[[ Data to examine open ]]
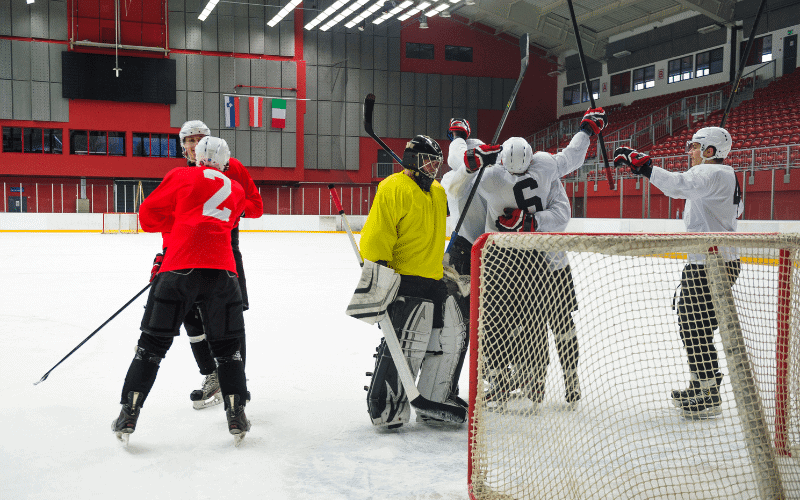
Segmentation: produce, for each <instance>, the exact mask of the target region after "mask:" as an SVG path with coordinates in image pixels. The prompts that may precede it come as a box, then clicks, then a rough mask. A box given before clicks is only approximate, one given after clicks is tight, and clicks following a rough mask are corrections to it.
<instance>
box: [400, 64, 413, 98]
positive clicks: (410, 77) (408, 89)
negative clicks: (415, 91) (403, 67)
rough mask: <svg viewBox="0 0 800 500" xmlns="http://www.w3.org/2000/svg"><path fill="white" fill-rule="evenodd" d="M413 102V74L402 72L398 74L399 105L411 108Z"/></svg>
[[ Data to examine closed ]]
▶ **Activity**
Reproduce the records above word for word, omitting the pictures.

▶ **Your response**
Segmentation: produce, for each <instance>, the exact mask of the target region after "mask:" as an SVG path with coordinates in image pixels. The prompts that may precede it come as a box, then clicks, then a rough mask. A box given before clicks is only approximate, one given after clicks is tight, and clicks following a rough mask are corrections to it.
<instance>
box: [400, 64, 413, 98]
positive clicks: (410, 77) (408, 89)
negative clicks: (415, 91) (403, 67)
rough mask: <svg viewBox="0 0 800 500" xmlns="http://www.w3.org/2000/svg"><path fill="white" fill-rule="evenodd" d="M413 102V74L402 72L398 74L399 105L411 108Z"/></svg>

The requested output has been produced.